Malheureusement le temps avait marché, et l’on ne pouvait plus biffer l’acquis scientifique du XVIIIe siècle. « Refaites donc un firmament, dit Sainte-Beuve, avec tout un échafaudage de thrones et de dominations quand vous êtes le contemporain de Laplace ! » Chateaubriand a monté ses machines épiques au moment où les vraies machines allaient transformer le globe. Trente ans après lui Lamartine introduira un aréonef dans la Chute d’un Ange. Et voilà la coupure.

++++++

:: CONSIGNES ::
1. Indiquez si chacune des affirmations suivantes concorde avec l'extrait, en répondant par oui ou non et en citant les mots décisifs : (a) Laplace est nommé dans la phrase attribuée à Sainte-Beuve ; (b) Lamartine écrit la Chute d’un Ange dix ans après Chateaubriand ; (c) l'acquis scientifique du XVIIIe siècle pouvait encore être effacé.
2. Répondez aux questions suivantes à partir de l'extrait :
(a) De quel siècle date l'acquis scientifique évoqué au début ?
(b) Qui est l'auteur de la phrase citée entre guillemets ?
(c) Dans quelle œuvre Lamartine introduit-il un engin volant ?

:: DONNÉES EXTRAITES ::
++++++

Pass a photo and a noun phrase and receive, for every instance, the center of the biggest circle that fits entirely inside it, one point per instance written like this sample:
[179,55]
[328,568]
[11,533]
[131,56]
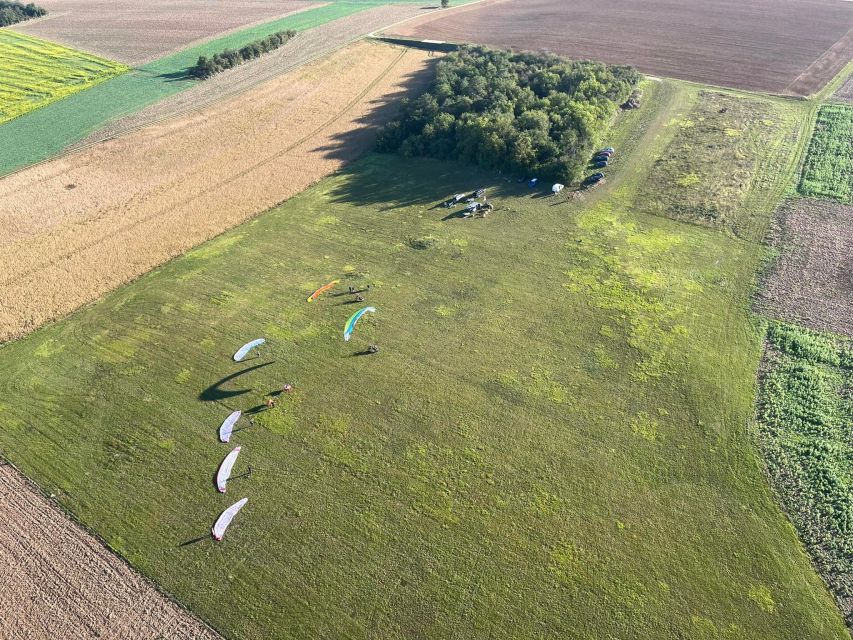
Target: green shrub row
[12,12]
[532,114]
[805,414]
[206,67]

++++++

:: CORRIGÉ ::
1.
(a) Oui : « quand vous êtes le contemporain de Laplace ! »
(b) Non : « Trente ans après lui »
(c) Non : « l’on ne pouvait plus biffer l’acquis scientifique du XVIIIe siècle »

2.
(a) Du XVIIIe siècle.
(b) Sainte-Beuve.
(c) Dans la Chute d’un Ange.